** Text extract **
Postmodernism and the breakdown of knowledge
Postmodern
and poststructuralist
thought deny the very grounds on which Western
cultures have based their 'truths': absolute knowledge and
meaning, a 'decentralization' of authorship, the accumulation of
positive knowledge, historical progress, and the ideals of humanism and the
Enlightenment.
Jacques
Derrida, whose deconstruction is perhaps
most commonly labeled nihilistic did not himself make the
nihilistic move that others have claimed. Derridean
deconstructionists argue that this approach rather frees texts,
individuals or organisations from a restrictive truth, and that
deconstruction opens up the possibility of other ways of being.
Gayatri
Chakravorty Spivak, for example, uses deconstruction to create
an ethics of opening up Western scholarship to the voice of the
subaltern and to
philosophies outside of the canon of western texts. Derrida himself
built a philosophy based upon a 'responsibility to the other'
Deconstruction can thus be seen not as a denial of truth, but as a
denial of our ability to know truth (it makes an epistemological claim
compared to nihilism's ontological claim).
Lyotard argues that, rather than relying on an
objective
truth or method to prove their claims, philosophers legitimize
their truths by reference to a story about the world which is
inseparable from the age and system the stories belong to, referred
to by Lyotard as meta-narratives.
He then goes on to define the postmodern condition as
one characterized by a rejection both of these meta-narratives and
of the process of legitimation by
meta-narratives. "In lieu of meta-narratives we have created new
language-games
in order to legitimize our claims which rely on changing
relationships and mutable truths, none of which is privileged over
the other to speak to ultimate truth." This concept of the
instability of truth and meaning leads in the direction of
nihilism, though Lyotard stops short of embracing the latter.
Postmodern theorist Jean
Baudrillard wrote briefly of nihilism from the postmodern
viewpoint in Simulacra
and Simulation. He stuck mainly to topics of interpretations of
the real
world over the simulations that the real world is composed of.

** Data section **
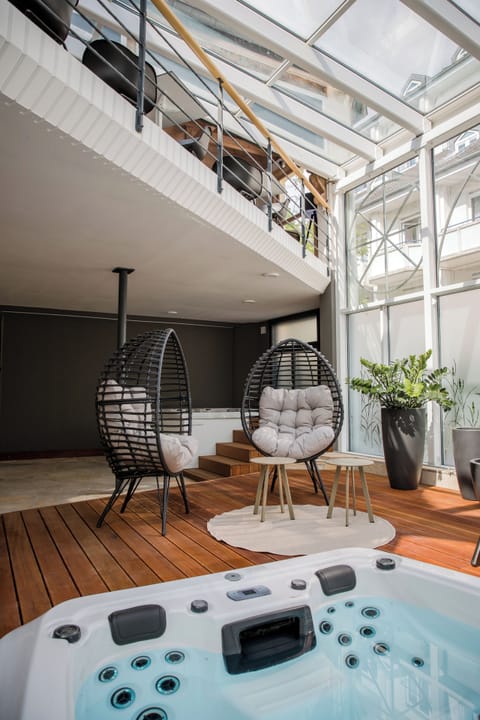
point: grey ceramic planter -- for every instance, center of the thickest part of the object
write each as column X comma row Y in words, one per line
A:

** Exercise set **
- A) In the text on postmodernism, what name does Lyotard give to the stories about the world that philosophers use to legitimize their truths?
- B) Carry on the text on postmodernism from its last sentence.

** Responses per task **
- A) Meta-narratives.

- B)
The uses of meaning was an important subject in Baudrillard's
discussion of nihilism:
Self-consistency and paradox
Nihilism is often described as a belief in the nonexistence of truth. In its more extreme forms, such a belief is difficult to justify, because it contains a variation on the liar paradox: if it is true that truth does not exist, the statement "truth does not exist" is itself a truth, therefore showing itself to be inconsistent. A formally identical criticism has been leveled against relativism and the verifiability theory of meaning of logical positivism.A more sophisticated interpretation of the claim
might be that while truth may exist, it is inaccessible in
practice, but this leaves open the problem of how the nihilist has
accessed it. It may be a reasonable reply that the nihilist has not
accessed truth directly, but has come to the conclusion, based on
past experience, that truth is ultimately unattainable within the
confines of human circumstance. Thus, since nihilists believe they
have learned that truth cannot be attained in this life, they look
upon the activities of those rigorously seeking truth as futile. Of
course one may add that nihilism is a self
fulfilling prophecy, as without making any attempts to attain
the truth one is presumably less likely to find it.
Extreme versions of nihilism would maintain that
the truth of logical propositions cannot be known, so the fact that
nihilism leads to a contradiction isn't a problem, since
contradictions are only problematic for those who accept logic. The
classification of nihilism as a 'belief' can also be contested, as
believing one is a nihilist would constitute believing in something
and having a belief, a position incompatible with some
interpretations of nihilism.
Cultural manifestations
In art
In art, there have been movements, such as
surrealism and
cubism, criticised for
being nihilistic, and others, like Dada, which openly
embrace it. Generally, modern art is
criticised as nihilistic for not being representative, e.g. the
Nazi party's
Degenerate
art exhibit. In some Stalinist regimes, modern art is
seen as degenerative, and official rules for "aesthetic
realism" are established to halt its public and artistic
influence.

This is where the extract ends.